Natural language region descriptions:
□ □ □ □ □ □ □
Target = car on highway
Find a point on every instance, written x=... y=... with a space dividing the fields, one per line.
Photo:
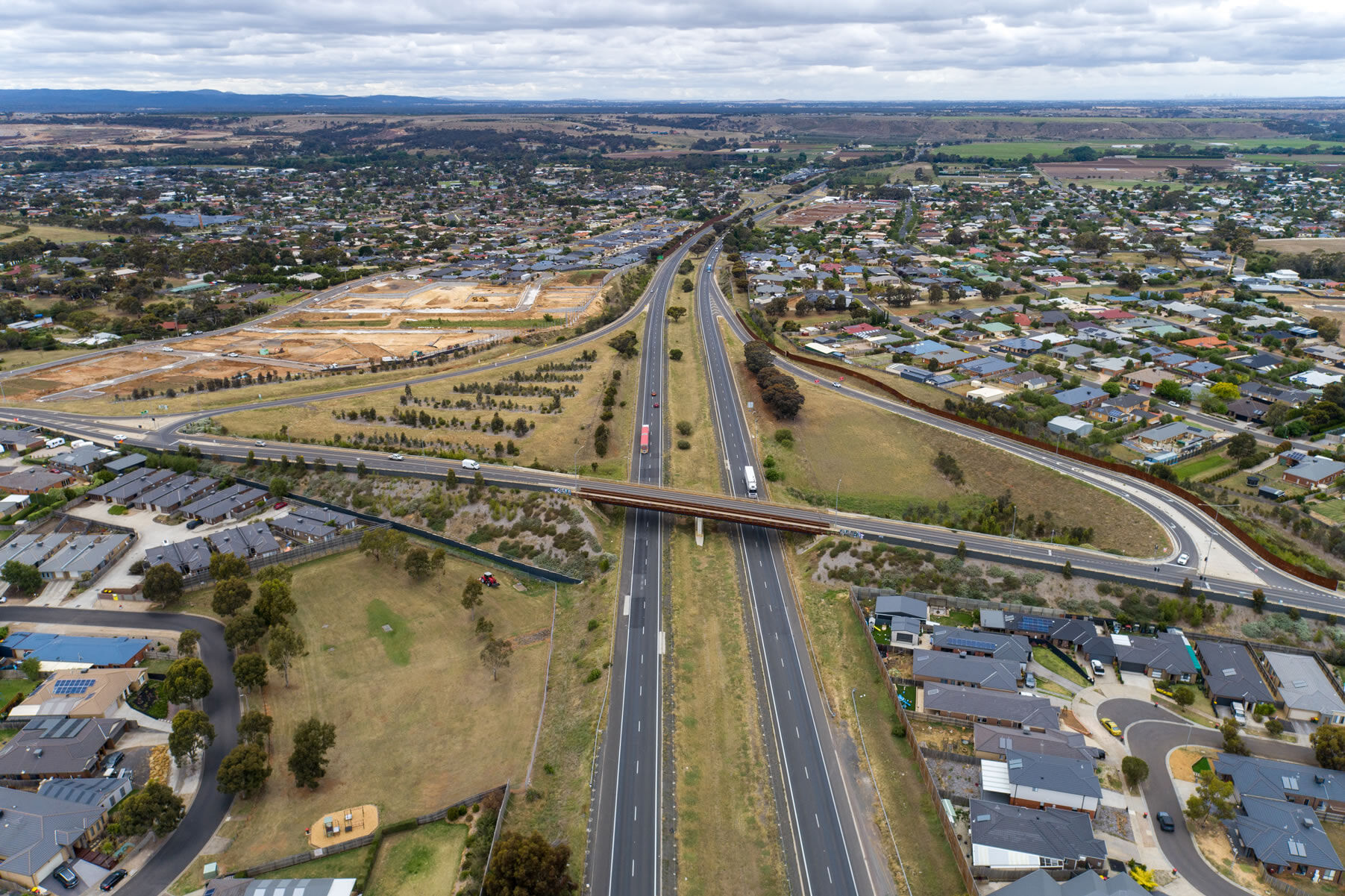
x=66 y=876
x=113 y=879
□ □ □ □ □ □ □
- What this task involves
Print, exactly and only, the lines running from the line with "Find a point" through the last line of the data, including both. Skip any picture.

- Response to this task
Find a point on every instance, written x=... y=... with a space dividing the fields, one per line.
Photo:
x=66 y=876
x=113 y=879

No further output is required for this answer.